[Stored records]

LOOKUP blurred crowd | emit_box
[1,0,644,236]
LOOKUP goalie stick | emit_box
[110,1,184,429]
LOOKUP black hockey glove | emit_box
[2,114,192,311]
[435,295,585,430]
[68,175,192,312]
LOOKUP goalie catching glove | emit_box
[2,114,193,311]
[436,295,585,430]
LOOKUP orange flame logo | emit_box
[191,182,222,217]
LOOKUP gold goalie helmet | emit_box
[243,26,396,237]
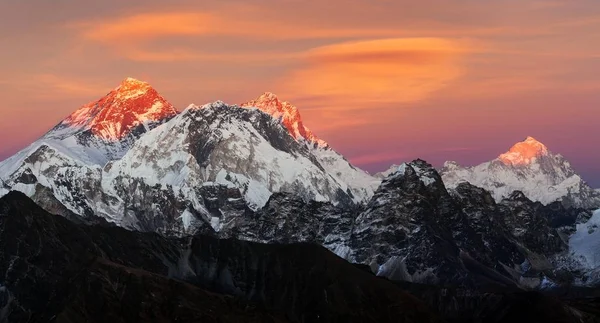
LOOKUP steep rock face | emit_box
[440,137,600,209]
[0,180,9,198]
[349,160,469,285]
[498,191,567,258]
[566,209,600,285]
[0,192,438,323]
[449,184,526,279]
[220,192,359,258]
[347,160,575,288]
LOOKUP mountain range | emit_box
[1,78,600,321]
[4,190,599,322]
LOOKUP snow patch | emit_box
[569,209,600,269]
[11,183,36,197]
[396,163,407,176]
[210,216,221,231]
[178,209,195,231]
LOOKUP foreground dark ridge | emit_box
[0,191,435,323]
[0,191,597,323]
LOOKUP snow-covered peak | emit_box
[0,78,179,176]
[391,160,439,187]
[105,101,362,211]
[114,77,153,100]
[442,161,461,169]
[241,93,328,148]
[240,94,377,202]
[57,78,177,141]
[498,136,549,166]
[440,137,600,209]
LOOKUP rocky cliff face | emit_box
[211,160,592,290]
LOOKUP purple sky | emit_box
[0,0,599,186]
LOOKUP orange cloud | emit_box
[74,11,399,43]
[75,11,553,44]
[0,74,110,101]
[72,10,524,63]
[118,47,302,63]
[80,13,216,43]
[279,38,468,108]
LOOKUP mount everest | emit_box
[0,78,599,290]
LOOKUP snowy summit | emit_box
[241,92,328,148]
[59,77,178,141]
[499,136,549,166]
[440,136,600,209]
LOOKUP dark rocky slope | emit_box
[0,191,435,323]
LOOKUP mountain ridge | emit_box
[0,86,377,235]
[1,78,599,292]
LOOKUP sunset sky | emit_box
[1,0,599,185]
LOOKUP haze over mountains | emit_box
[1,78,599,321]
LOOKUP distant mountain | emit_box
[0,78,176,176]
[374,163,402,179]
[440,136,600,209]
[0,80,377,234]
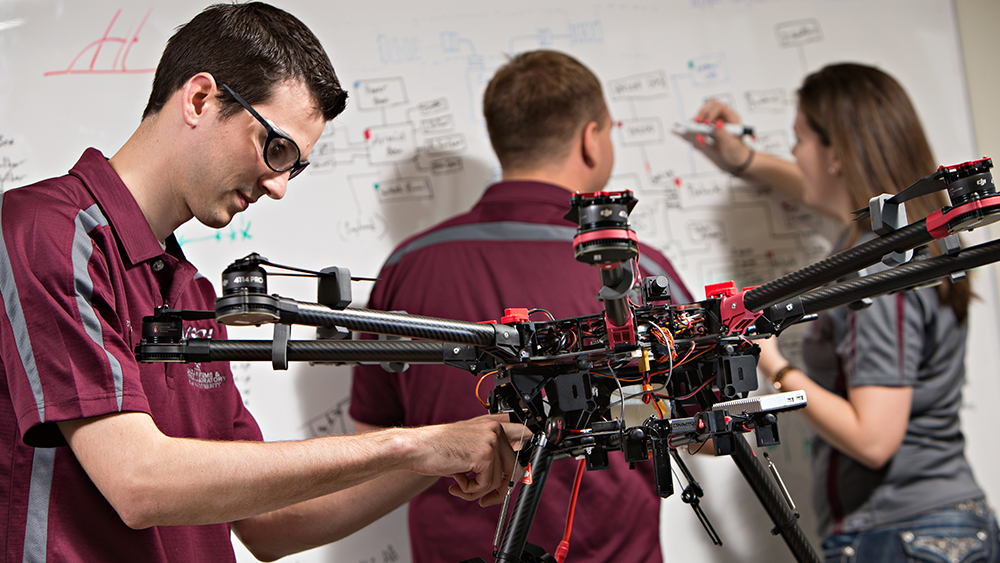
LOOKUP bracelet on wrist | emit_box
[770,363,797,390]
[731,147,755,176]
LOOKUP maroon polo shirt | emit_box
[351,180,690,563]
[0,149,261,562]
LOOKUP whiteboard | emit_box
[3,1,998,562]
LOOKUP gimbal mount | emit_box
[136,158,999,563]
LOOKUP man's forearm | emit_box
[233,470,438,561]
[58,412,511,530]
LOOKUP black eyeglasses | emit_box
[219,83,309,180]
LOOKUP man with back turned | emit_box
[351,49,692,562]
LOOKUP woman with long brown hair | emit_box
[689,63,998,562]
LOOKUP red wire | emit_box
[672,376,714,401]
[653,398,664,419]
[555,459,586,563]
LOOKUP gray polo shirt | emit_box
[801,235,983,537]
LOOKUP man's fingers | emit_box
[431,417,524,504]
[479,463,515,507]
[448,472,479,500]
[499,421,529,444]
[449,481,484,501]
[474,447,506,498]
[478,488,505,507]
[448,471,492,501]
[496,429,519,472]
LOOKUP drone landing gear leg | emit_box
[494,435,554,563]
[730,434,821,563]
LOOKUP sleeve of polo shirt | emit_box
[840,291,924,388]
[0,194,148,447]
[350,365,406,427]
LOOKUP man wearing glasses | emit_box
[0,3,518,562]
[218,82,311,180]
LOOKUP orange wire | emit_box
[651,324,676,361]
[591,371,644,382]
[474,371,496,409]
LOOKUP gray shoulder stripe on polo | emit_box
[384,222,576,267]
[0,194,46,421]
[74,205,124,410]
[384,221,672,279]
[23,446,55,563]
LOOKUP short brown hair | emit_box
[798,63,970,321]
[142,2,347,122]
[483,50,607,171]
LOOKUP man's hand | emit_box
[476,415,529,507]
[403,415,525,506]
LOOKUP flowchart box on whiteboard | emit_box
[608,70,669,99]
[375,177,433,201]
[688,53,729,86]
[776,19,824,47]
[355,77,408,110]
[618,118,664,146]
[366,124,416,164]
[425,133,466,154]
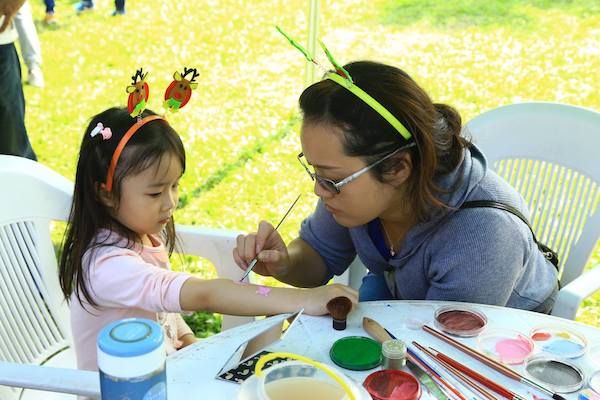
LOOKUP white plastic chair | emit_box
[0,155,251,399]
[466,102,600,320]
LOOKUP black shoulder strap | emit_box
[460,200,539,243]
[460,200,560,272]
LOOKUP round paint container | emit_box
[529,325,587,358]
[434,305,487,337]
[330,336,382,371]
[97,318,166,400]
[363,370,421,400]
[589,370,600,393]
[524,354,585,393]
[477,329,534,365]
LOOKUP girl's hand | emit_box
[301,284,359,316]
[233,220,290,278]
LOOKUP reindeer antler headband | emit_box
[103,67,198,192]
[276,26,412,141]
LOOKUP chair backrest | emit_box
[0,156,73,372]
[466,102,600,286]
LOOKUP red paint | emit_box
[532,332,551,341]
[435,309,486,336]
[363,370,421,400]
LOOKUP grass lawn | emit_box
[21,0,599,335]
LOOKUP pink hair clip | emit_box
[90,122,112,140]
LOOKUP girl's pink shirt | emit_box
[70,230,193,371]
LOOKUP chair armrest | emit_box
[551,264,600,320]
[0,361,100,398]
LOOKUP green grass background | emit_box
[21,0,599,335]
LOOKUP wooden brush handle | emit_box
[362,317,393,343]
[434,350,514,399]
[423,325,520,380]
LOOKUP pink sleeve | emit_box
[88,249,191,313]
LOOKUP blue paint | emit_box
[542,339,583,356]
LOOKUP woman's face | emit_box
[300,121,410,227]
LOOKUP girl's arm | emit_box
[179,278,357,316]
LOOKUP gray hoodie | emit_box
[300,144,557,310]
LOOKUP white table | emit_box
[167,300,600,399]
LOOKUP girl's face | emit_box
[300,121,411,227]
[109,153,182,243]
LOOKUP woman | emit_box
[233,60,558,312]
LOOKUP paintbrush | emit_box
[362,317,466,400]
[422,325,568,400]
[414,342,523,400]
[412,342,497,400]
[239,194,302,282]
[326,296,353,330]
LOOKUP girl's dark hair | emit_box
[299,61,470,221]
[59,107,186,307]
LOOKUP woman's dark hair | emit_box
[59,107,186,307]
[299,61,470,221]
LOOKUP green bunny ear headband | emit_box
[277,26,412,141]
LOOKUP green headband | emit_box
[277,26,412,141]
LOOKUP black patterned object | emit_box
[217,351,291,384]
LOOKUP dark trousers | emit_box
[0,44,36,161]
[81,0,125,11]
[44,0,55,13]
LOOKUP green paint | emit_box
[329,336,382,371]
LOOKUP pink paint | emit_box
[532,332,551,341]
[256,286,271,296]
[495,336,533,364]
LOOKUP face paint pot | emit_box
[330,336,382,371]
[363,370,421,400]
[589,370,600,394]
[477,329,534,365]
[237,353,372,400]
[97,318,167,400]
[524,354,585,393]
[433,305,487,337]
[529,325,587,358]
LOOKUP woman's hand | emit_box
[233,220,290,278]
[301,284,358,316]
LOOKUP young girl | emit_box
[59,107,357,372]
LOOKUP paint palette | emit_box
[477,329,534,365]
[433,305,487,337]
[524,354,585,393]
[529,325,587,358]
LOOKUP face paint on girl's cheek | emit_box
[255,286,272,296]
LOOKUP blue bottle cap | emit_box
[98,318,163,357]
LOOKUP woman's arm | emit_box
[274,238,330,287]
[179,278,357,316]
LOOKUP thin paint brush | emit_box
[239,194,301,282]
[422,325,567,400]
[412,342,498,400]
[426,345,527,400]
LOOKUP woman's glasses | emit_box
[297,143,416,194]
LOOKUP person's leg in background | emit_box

Task to complete.
If a record contains a picture, drop the picture and repeat the rest exactly.

Result.
LOOKUP blurred crowd | emit_box
[1,0,644,236]
LOOKUP goalie stick | emit_box
[110,1,184,429]
LOOKUP black hockey glove | emit_box
[2,114,192,311]
[435,295,585,430]
[68,175,192,312]
LOOKUP goalie catching glove | emit_box
[2,114,193,311]
[436,295,585,430]
LOOKUP orange flame logo | emit_box
[191,182,222,217]
LOOKUP gold goalie helmet | emit_box
[243,26,396,237]
LOOKUP steep rock face | emit_box
[440,137,600,209]
[0,180,9,198]
[349,160,469,285]
[498,191,567,258]
[566,209,600,285]
[0,192,438,323]
[449,184,526,279]
[220,192,359,258]
[347,160,575,288]
LOOKUP mountain range | emit_box
[1,78,600,321]
[4,190,599,322]
LOOKUP snow patch | emit_box
[569,209,600,269]
[11,183,36,197]
[396,163,407,176]
[210,216,221,231]
[178,209,195,231]
LOOKUP foreground dark ridge | emit_box
[0,191,435,323]
[0,191,597,323]
LOOKUP snow-covered peak | emit_box
[0,78,179,176]
[391,160,439,187]
[105,101,362,211]
[114,77,153,100]
[442,161,461,169]
[241,93,328,148]
[240,94,377,202]
[57,78,177,141]
[498,136,549,166]
[440,137,600,209]
LOOKUP rocky cliff face | emit_box
[211,160,592,290]
LOOKUP purple sky | emit_box
[0,0,599,186]
LOOKUP orange cloud | emit_box
[74,11,399,43]
[75,11,553,44]
[0,74,110,101]
[72,10,524,63]
[118,47,302,63]
[80,13,216,43]
[279,38,468,108]
LOOKUP mount everest | emit_box
[0,78,599,290]
LOOKUP snowy summit | emit_box
[241,92,328,148]
[59,77,178,141]
[499,136,549,166]
[440,136,600,209]
LOOKUP dark rocky slope | emit_box
[0,191,435,323]
LOOKUP mountain ridge | emit_box
[0,86,377,235]
[1,78,599,292]
LOOKUP sunset sky | emit_box
[1,0,599,185]
LOOKUP haze over mountains | emit_box
[1,78,599,321]
LOOKUP distant mountain | emit_box
[0,78,176,176]
[374,163,402,179]
[440,136,600,209]
[0,80,377,234]
LOOKUP bracelet on wrist | emit_box
[770,363,797,390]
[731,147,755,176]
LOOKUP maroon polo shirt | emit_box
[351,180,690,563]
[0,149,261,562]
LOOKUP whiteboard | emit_box
[3,1,998,562]
LOOKUP gimbal mount | emit_box
[136,158,999,563]
LOOKUP man's forearm | emit_box
[233,470,438,561]
[58,412,511,530]
LOOKUP black eyeglasses | emit_box
[219,83,309,180]
LOOKUP man with back turned | emit_box
[351,49,692,562]
LOOKUP woman with long brown hair | emit_box
[689,63,998,562]
LOOKUP red wire | emit_box
[672,376,714,401]
[653,398,664,419]
[555,459,586,563]
LOOKUP gray polo shirt | emit_box
[801,235,983,537]
LOOKUP man's fingers | emit_box
[431,417,524,504]
[479,463,515,507]
[448,472,479,500]
[499,421,529,444]
[449,481,484,501]
[474,447,506,498]
[478,488,505,507]
[448,471,492,501]
[496,429,519,472]
LOOKUP drone landing gear leg | emit_box
[494,435,554,563]
[730,434,821,563]
LOOKUP sleeve of polo shirt | emit_box
[840,291,924,388]
[0,194,148,447]
[350,365,406,427]
LOOKUP man wearing glasses | emit_box
[0,3,518,562]
[218,82,311,180]
LOOKUP orange wire | emit_box
[651,324,676,361]
[591,371,644,382]
[474,371,496,409]
LOOKUP gray shoulder stripe on polo | emit_box
[384,222,576,267]
[0,194,46,421]
[74,205,124,410]
[384,221,672,279]
[23,446,55,563]
LOOKUP short brown hair | emit_box
[798,63,970,321]
[142,2,347,122]
[483,50,607,171]
LOOKUP man's hand | emit_box
[476,415,529,507]
[403,415,525,506]
LOOKUP flowchart box on whiteboard | emit_box
[608,70,669,99]
[375,177,433,201]
[688,53,729,86]
[776,19,824,47]
[355,77,408,110]
[618,118,664,146]
[366,124,416,164]
[425,133,466,154]
LOOKUP white plastic chair | emit_box
[0,155,251,399]
[466,102,600,320]
LOOKUP black shoulder strap | emit_box
[460,200,539,243]
[460,200,560,272]
LOOKUP round paint container | emit_box
[529,325,587,358]
[434,305,487,337]
[330,336,382,371]
[97,318,166,400]
[363,370,421,400]
[589,370,600,393]
[524,354,585,393]
[477,329,534,365]
LOOKUP girl's hand | emit_box
[301,284,359,316]
[233,220,290,278]
LOOKUP reindeer antler headband | emit_box
[103,67,198,192]
[276,26,412,141]
LOOKUP chair backrest | emit_box
[0,156,73,372]
[466,102,600,286]
LOOKUP red paint | emit_box
[532,332,551,341]
[435,309,486,336]
[363,370,421,400]
LOOKUP grass lawn | emit_box
[21,0,599,335]
LOOKUP pink hair clip | emit_box
[90,122,112,140]
LOOKUP girl's pink shirt | emit_box
[70,230,193,371]
LOOKUP chair armrest | emit_box
[551,264,600,320]
[0,361,100,398]
LOOKUP green grass background | emit_box
[21,0,599,335]
LOOKUP wooden brush handle | emit_box
[362,317,393,343]
[434,350,514,399]
[423,325,520,380]
LOOKUP pink sleeve | emit_box
[88,249,191,313]
LOOKUP blue paint | emit_box
[542,339,583,356]
LOOKUP woman's face | emit_box
[300,121,410,227]
LOOKUP girl's arm | emit_box
[179,278,357,316]
LOOKUP gray hoodie | emit_box
[300,144,557,310]
LOOKUP white table | emit_box
[167,300,600,399]
LOOKUP girl's face | emit_box
[300,121,411,227]
[109,153,182,243]
LOOKUP woman | emit_box
[233,60,558,312]
LOOKUP paintbrush | emit_box
[362,317,466,400]
[422,325,568,400]
[414,342,523,400]
[412,342,497,400]
[239,194,302,282]
[326,296,353,330]
LOOKUP girl's dark hair | emit_box
[299,61,470,221]
[59,107,186,307]
LOOKUP woman's dark hair | emit_box
[59,107,186,307]
[299,61,470,221]
LOOKUP green bunny ear headband | emit_box
[277,26,412,141]
LOOKUP green headband | emit_box
[277,26,412,141]
LOOKUP black patterned object | emit_box
[217,351,291,384]
LOOKUP dark trousers | emit_box
[0,44,36,161]
[81,0,125,11]
[44,0,55,13]
LOOKUP green paint | emit_box
[329,336,382,371]
LOOKUP pink paint | emit_box
[532,332,551,341]
[256,286,271,296]
[495,336,533,364]
LOOKUP face paint pot | emit_box
[330,336,382,371]
[363,370,421,400]
[589,370,600,394]
[477,329,534,365]
[237,353,372,400]
[97,318,167,400]
[524,354,585,393]
[433,305,487,337]
[529,325,587,358]
LOOKUP woman's hand | emit_box
[233,220,290,278]
[301,284,358,316]
LOOKUP young girl | emit_box
[59,107,357,372]
LOOKUP paint palette | emit_box
[477,329,534,365]
[433,305,487,337]
[524,354,585,393]
[529,325,587,358]
LOOKUP face paint on girl's cheek | emit_box
[255,286,272,296]
LOOKUP blue bottle cap | emit_box
[98,318,163,357]
LOOKUP woman's arm | emit_box
[274,238,330,287]
[179,278,357,316]
LOOKUP thin paint brush | emit_box
[239,194,301,282]
[422,325,567,400]
[412,342,498,400]
[426,345,527,400]
LOOKUP woman's glasses | emit_box
[297,143,416,194]
LOOKUP person's leg in background | emit_box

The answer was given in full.